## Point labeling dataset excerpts
**********

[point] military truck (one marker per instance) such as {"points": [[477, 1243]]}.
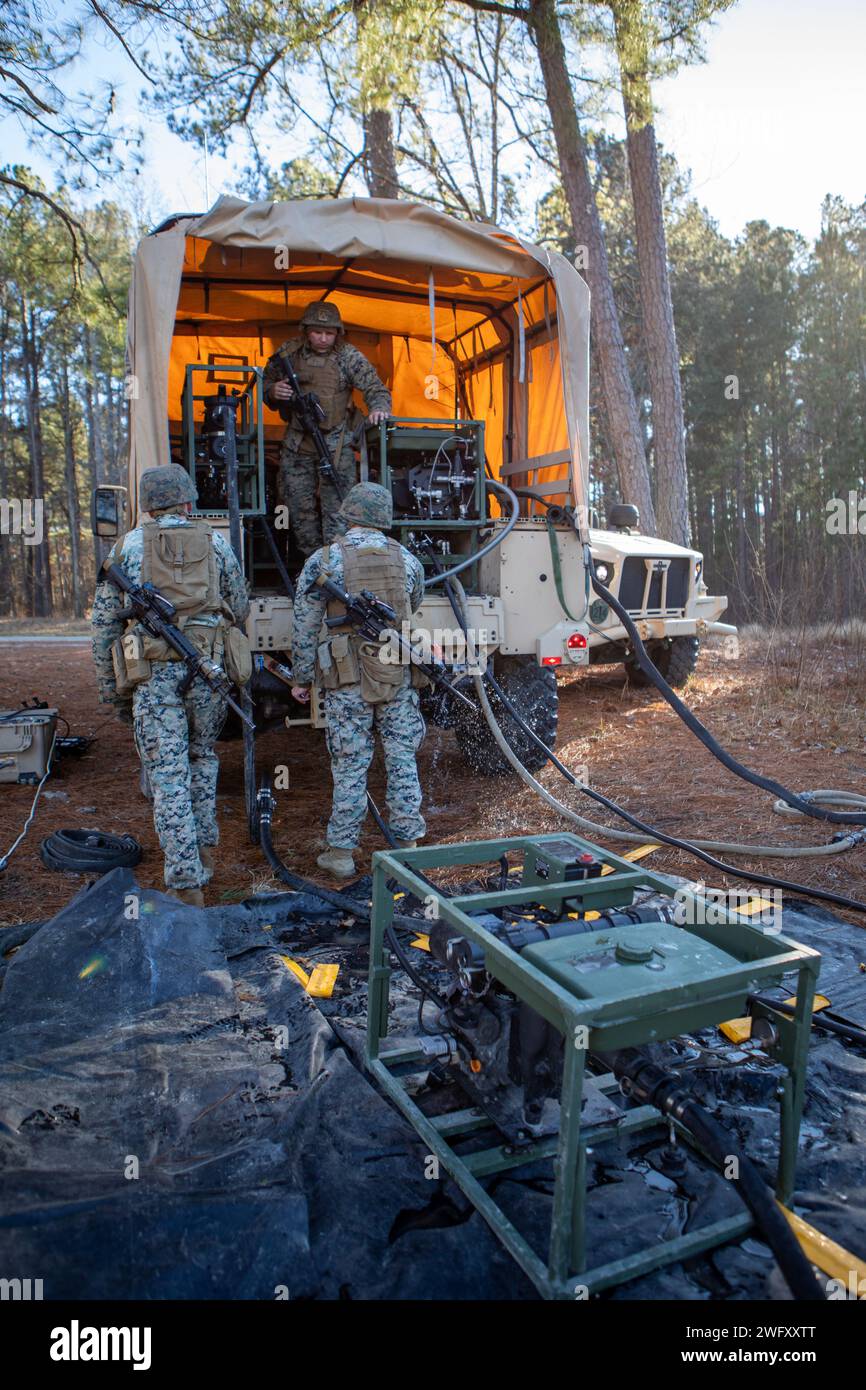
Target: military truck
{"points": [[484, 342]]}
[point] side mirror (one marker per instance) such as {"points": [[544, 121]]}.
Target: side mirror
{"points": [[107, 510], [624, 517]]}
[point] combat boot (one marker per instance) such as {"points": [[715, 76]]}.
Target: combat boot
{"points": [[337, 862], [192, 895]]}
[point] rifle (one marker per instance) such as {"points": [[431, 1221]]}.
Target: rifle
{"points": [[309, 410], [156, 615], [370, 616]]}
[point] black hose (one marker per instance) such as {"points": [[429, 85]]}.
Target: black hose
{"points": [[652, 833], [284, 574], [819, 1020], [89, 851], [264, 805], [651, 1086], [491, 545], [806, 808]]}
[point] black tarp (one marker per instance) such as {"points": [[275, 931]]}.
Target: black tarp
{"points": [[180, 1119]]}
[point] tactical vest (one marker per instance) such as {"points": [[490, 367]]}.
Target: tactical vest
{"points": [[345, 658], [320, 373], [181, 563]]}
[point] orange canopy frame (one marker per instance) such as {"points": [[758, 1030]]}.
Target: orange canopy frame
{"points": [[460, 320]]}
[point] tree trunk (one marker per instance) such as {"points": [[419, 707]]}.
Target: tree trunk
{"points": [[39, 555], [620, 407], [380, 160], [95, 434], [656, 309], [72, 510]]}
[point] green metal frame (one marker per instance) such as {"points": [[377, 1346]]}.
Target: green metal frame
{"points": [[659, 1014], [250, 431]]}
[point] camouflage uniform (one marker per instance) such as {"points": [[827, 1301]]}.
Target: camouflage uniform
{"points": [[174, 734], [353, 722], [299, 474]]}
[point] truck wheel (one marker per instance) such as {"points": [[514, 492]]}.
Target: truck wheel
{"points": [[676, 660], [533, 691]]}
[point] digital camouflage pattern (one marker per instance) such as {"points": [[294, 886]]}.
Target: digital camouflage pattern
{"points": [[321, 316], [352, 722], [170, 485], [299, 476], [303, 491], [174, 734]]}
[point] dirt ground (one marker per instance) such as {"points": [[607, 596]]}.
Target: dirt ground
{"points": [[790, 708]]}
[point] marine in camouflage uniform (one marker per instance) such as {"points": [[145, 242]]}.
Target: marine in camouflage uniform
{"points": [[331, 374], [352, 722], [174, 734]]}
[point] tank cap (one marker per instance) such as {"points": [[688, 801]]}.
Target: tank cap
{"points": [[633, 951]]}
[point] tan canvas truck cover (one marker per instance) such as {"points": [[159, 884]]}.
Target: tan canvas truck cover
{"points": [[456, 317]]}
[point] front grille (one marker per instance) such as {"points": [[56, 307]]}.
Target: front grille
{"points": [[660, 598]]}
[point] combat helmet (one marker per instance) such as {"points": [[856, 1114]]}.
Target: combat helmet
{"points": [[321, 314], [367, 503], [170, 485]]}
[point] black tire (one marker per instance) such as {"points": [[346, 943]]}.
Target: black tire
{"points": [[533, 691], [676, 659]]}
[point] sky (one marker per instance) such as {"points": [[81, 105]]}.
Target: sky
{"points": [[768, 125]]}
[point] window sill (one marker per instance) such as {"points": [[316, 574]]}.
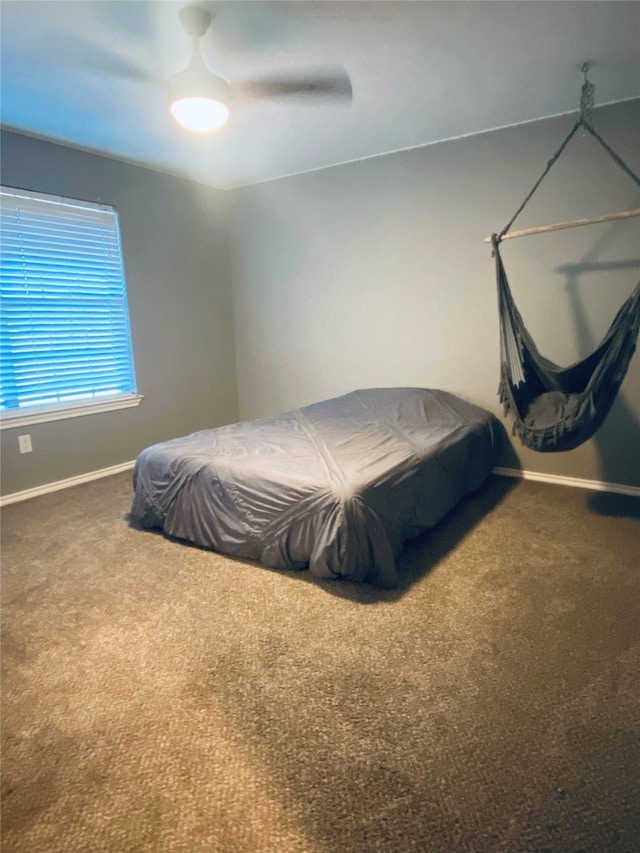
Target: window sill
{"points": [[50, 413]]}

**********

## WRITTEN REQUEST
Print the whole listing above once more, word for word, without its pictures.

## ANSWER
[point] military truck (one marker per instance) such as {"points": [[477, 1243]]}.
Target: military truck
{"points": [[484, 342]]}
[point] side mirror (one marker per instance) such as {"points": [[544, 121]]}.
Target: side mirror
{"points": [[107, 510], [624, 517]]}
[point] combat boot (one marker per instance) such as {"points": [[715, 76]]}.
Target: combat boot
{"points": [[337, 862], [192, 895]]}
[point] rifle (one marker per instance) such as {"points": [[431, 1221]]}.
Target: rifle
{"points": [[309, 410], [156, 615], [370, 616]]}
[point] black hose (one marker per instance) such as {"points": [[429, 85]]}.
Target: black hose
{"points": [[652, 833], [284, 574], [819, 1020], [89, 851], [264, 805], [651, 1086], [491, 545], [806, 808]]}
[point] black tarp (one marker per instance) such as {"points": [[275, 931]]}.
Target: black tarp
{"points": [[180, 1119]]}
[point] tactical vest (one marker per instance) such as {"points": [[490, 367]]}.
Target: tactical vest
{"points": [[345, 658], [320, 373], [181, 563]]}
[point] orange canopy frame (one marker per instance) such as {"points": [[758, 1030]]}.
Target: orange canopy frame
{"points": [[460, 320]]}
[point] tree trunk (one marker per instance) such as {"points": [[419, 707]]}.
Target: tree trunk
{"points": [[39, 555], [620, 407], [380, 160], [95, 434], [656, 309], [72, 510]]}
[point] green metal frame (one marker per instance) such as {"points": [[377, 1346]]}.
Target: green metal frame
{"points": [[659, 1014], [250, 431]]}
[point] camouflage uniform (one marker per instance) such as {"points": [[827, 1301]]}.
Target: camouflage uniform
{"points": [[174, 734], [353, 722], [299, 474]]}
[point] truck wheel (one marker per instance) such as {"points": [[514, 492]]}.
Target: truck wheel
{"points": [[676, 660], [533, 691]]}
[point] digital camouflage pattern (one marker per instance) such as {"points": [[294, 886]]}.
Target: digital camouflage pattern
{"points": [[321, 316], [352, 722], [170, 485], [299, 476], [303, 491], [174, 734]]}
[point] dirt ground (one marker per instance) such as {"points": [[607, 596]]}.
Target: dirt ground
{"points": [[790, 708]]}
[point] marine in camouflage uniform (one marker per instance) such as {"points": [[145, 242]]}.
Target: marine in camouflage uniform
{"points": [[331, 374], [352, 722], [174, 734]]}
[point] tank cap (one marker per instance) such as {"points": [[688, 801]]}.
Target: tank cap
{"points": [[633, 951]]}
[point] tan canvas truck cover (one marker per instance) such as {"points": [[159, 884]]}.
Target: tan canvas truck cover
{"points": [[456, 317]]}
[point] front grille (one marker per instance) such as {"points": [[56, 307]]}.
Target: front grille
{"points": [[660, 598]]}
[point] combat helmet (one marker per instance) such as {"points": [[856, 1114]]}.
Target: combat helmet
{"points": [[321, 314], [367, 503], [170, 485]]}
[point] black tire (one marker per instance) such as {"points": [[346, 943]]}.
Target: black tire
{"points": [[533, 691], [676, 659]]}
[point] sky (one marker per instance) such as {"points": [[81, 105]]}.
Target: sky
{"points": [[768, 125]]}
[point] window sill (one marker per instance) such as {"points": [[316, 574]]}.
Target: window sill
{"points": [[50, 413]]}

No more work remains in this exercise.